▸ EXERCISE DESCRIPTION
The lines to copy are those holding the string "surface" in the entries below.

▸ MATERIAL FOR THE TASK
┌────────

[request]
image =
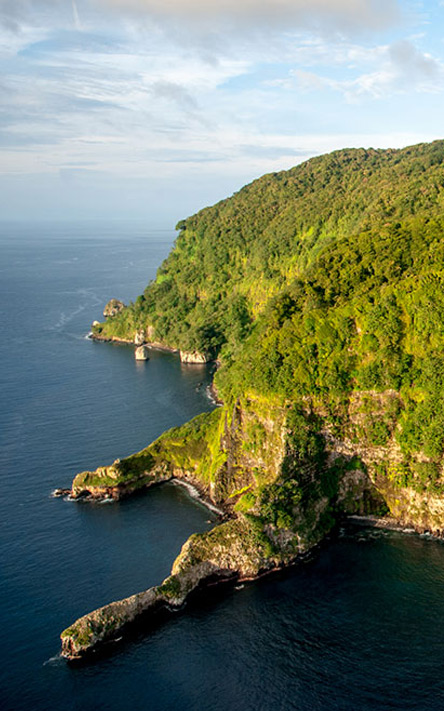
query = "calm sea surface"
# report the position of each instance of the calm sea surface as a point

└────────
┌────────

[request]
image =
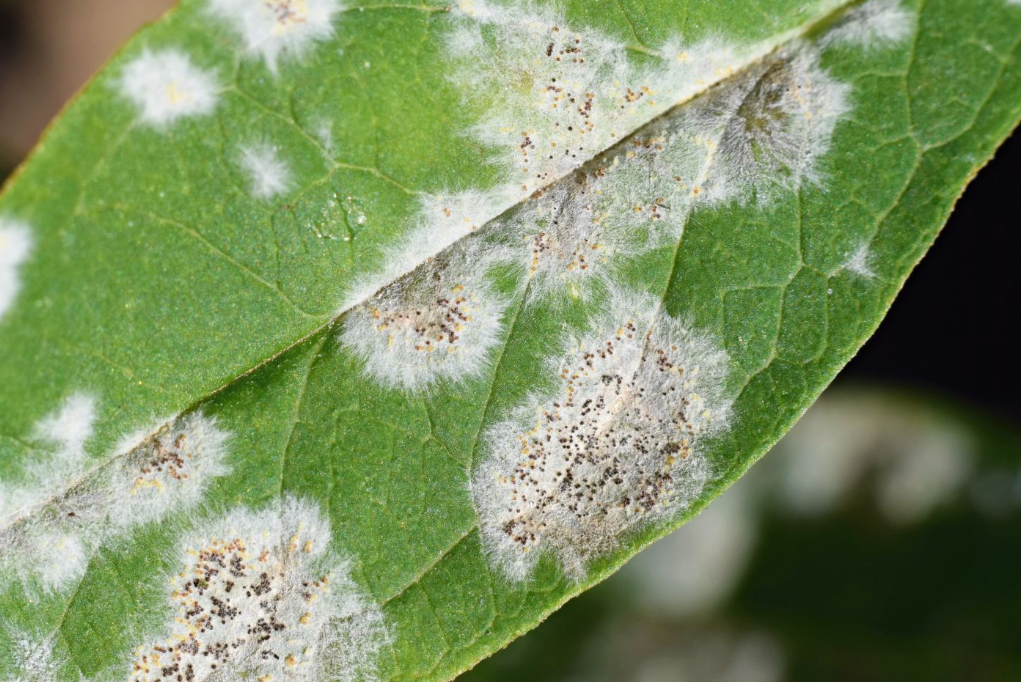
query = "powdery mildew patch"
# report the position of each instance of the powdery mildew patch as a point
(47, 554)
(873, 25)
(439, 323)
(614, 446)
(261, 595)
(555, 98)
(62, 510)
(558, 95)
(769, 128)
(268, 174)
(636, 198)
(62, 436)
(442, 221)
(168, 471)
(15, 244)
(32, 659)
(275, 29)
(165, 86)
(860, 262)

└────────

▸ SOLUTION TO THIS EXERCISE
query = "calm sea surface"
# report the position of each instance of the calm sea surface as a point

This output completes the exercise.